§ Work order
Answer these questions using the news excerpt on Albert Mohler's vaccine guidance below.
1. Where did Mohler publish his article?
2. What does Mohler compare the development of the vaccines to?
3. How many points does Mohler offer for Christians to consider?

§ Document excerpt
== == ==

Baptist seminary president’s guidance to Christians on vaccines still drawing high readership, eight months after publication

Albert Mohler

When the first coronavirus vaccine was released in December, Southern Baptist Theological Seminary President Albert Mohler published an article in Kentucky Today, an online news service of the Kentucky Baptist Convention, giving Christians the green light for vaccination. Almost eight months later, his article is still one of the most-read on the KT website.

Mohler begins by comparing development of the vaccines to the moon landing, then offers seven points for Christians to consider as they decide whether to get vaccinated or not.

First, he rejects the line of thinking that if God wants someone to have the virus, they will get it no matter what they do. “That kind of logic, if pressed to its logical conclusion, however, is untenable—we wouldn’t treat any sickness, cancer, or injury,” Mohler writes. “Medical treatment is an extension of God’s common grace and Christians have always understood this. That is why, throughout history, where you found Christians, you found hospitals and the church treating the sick.”

== == ==

§ Provided data
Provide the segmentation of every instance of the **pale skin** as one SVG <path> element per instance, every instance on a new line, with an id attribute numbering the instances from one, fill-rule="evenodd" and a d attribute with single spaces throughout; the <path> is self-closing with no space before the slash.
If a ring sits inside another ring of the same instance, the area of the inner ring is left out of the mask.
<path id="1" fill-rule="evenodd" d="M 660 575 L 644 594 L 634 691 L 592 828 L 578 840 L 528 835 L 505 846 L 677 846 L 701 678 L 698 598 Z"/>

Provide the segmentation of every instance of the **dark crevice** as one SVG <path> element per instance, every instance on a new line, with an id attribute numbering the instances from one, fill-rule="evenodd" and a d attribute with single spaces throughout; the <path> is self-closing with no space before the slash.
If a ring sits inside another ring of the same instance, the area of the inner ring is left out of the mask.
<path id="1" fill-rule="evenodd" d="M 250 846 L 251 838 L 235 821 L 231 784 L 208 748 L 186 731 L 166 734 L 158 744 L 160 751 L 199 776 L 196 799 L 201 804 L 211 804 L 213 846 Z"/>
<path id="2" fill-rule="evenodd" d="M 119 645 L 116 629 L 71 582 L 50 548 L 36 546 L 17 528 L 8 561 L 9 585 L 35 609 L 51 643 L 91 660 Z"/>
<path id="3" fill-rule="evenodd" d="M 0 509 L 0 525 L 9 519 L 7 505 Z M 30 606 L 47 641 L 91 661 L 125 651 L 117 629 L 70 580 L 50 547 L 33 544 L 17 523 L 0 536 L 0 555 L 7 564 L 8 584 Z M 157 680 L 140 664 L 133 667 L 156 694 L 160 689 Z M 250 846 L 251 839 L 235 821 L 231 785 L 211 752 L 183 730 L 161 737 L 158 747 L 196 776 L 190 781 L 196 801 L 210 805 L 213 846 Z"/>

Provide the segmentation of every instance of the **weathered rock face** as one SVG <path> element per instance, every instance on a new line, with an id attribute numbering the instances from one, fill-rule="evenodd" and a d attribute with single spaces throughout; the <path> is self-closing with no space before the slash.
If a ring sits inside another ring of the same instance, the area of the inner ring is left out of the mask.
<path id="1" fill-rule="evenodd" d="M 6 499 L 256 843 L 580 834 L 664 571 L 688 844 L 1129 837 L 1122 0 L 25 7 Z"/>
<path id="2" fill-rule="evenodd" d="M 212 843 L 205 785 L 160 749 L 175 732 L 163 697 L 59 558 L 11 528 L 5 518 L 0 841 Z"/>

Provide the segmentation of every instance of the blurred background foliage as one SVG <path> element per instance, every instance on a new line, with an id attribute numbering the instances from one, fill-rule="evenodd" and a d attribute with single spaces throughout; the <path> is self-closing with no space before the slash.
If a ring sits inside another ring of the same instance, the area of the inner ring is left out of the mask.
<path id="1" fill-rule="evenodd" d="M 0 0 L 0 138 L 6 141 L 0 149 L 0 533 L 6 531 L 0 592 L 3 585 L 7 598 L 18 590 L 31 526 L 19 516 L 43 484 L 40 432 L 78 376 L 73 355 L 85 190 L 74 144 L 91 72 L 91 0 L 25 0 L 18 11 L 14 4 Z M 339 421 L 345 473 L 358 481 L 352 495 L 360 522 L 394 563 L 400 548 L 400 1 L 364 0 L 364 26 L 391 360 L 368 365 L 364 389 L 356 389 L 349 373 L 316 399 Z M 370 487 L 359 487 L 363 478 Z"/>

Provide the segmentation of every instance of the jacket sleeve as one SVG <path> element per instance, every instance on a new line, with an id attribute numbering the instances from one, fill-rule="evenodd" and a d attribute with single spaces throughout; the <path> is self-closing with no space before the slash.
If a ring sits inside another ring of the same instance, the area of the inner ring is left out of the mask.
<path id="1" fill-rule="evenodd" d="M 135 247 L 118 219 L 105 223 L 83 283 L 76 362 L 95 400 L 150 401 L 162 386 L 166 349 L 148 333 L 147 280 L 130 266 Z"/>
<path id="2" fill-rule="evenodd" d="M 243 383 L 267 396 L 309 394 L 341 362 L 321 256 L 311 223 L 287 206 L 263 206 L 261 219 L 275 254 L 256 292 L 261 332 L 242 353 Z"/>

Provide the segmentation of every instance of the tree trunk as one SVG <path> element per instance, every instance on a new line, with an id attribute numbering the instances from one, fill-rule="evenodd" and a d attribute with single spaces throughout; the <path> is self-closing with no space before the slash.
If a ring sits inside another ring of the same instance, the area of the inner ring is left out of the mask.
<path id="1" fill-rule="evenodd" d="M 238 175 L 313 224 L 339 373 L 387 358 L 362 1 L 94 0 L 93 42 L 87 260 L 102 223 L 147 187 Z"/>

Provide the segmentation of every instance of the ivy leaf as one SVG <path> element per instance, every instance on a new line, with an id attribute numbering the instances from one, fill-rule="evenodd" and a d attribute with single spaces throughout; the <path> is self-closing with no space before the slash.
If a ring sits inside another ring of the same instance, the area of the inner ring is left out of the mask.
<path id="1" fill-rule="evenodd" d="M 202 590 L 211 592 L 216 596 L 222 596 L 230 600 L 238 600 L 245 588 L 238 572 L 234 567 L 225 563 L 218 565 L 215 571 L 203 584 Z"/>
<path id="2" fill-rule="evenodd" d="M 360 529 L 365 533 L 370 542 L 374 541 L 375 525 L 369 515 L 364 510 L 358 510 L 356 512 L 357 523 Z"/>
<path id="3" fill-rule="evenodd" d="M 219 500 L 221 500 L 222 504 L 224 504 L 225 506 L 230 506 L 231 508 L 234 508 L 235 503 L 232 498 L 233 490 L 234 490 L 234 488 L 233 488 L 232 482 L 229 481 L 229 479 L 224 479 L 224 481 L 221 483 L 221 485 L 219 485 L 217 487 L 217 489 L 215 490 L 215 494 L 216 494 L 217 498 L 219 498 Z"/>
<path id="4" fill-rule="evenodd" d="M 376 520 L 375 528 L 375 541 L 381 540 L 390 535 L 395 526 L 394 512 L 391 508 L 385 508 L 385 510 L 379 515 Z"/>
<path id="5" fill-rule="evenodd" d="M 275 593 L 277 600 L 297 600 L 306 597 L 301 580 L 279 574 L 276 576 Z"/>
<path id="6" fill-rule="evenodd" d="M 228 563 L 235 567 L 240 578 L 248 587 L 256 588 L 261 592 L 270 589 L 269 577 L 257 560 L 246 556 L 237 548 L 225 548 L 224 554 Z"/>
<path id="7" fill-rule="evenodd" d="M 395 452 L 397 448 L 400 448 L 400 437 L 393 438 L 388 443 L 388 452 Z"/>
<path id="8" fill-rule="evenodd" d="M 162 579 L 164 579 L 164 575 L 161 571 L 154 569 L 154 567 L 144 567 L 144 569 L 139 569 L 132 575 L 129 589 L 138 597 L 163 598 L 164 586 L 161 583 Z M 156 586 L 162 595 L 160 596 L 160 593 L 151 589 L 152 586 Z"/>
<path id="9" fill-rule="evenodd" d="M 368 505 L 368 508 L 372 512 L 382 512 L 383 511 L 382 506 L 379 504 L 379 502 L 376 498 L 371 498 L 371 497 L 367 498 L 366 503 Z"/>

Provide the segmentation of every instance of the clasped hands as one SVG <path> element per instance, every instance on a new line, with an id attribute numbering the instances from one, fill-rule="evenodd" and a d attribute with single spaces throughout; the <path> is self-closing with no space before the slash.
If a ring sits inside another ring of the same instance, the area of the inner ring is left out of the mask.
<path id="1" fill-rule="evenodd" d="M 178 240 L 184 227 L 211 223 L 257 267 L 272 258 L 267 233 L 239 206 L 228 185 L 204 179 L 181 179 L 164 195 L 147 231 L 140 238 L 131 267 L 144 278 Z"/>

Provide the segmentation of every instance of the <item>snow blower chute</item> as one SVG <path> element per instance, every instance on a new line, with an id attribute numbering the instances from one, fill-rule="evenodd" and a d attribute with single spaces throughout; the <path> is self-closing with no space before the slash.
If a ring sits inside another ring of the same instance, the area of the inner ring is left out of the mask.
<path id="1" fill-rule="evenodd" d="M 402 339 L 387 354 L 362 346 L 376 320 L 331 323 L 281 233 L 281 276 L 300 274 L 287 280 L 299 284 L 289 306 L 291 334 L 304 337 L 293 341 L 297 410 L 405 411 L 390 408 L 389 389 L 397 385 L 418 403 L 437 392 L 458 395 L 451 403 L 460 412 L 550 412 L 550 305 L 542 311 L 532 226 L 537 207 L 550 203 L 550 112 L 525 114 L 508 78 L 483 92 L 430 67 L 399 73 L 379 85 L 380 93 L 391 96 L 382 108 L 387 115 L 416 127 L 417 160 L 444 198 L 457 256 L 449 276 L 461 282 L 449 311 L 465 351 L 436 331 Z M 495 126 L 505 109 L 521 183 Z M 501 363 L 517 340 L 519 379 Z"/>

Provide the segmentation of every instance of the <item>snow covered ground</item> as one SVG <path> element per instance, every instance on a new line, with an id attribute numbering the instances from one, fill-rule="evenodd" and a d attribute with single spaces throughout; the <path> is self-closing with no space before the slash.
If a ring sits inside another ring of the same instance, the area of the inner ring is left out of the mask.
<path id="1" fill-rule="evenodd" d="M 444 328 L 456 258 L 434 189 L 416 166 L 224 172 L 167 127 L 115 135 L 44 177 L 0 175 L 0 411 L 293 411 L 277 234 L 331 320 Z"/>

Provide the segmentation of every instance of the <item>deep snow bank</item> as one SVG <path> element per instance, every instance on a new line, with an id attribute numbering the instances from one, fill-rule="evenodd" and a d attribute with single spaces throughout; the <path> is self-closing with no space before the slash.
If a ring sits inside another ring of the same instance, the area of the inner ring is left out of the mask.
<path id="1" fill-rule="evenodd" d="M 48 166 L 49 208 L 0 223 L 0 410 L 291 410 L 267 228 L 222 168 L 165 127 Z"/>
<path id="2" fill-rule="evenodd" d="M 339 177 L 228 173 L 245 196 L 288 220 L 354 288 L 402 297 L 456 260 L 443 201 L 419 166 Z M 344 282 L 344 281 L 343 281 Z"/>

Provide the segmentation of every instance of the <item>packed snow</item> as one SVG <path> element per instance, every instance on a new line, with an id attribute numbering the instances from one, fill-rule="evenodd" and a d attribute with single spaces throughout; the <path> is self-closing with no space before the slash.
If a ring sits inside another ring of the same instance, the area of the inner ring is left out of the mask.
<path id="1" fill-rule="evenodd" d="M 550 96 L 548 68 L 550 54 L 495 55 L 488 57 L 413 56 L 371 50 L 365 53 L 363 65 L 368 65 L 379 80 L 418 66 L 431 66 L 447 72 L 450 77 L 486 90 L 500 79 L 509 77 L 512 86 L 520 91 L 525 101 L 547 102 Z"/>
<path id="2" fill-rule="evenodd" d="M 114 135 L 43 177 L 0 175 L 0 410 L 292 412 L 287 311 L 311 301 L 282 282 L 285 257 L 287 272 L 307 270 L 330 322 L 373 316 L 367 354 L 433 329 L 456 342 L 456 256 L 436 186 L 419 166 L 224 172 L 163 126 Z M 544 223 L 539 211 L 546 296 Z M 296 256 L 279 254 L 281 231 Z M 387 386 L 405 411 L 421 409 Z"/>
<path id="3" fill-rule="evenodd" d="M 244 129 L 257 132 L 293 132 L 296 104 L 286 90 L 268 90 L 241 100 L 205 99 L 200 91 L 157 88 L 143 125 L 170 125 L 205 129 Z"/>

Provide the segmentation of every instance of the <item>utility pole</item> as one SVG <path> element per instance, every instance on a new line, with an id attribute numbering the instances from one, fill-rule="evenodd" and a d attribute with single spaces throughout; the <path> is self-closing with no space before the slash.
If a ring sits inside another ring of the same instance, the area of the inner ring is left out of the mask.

== == ==

§ Output below
1. In Kentucky Today, an online news service of the Kentucky Baptist Convention.
2. The moon landing.
3. Seven.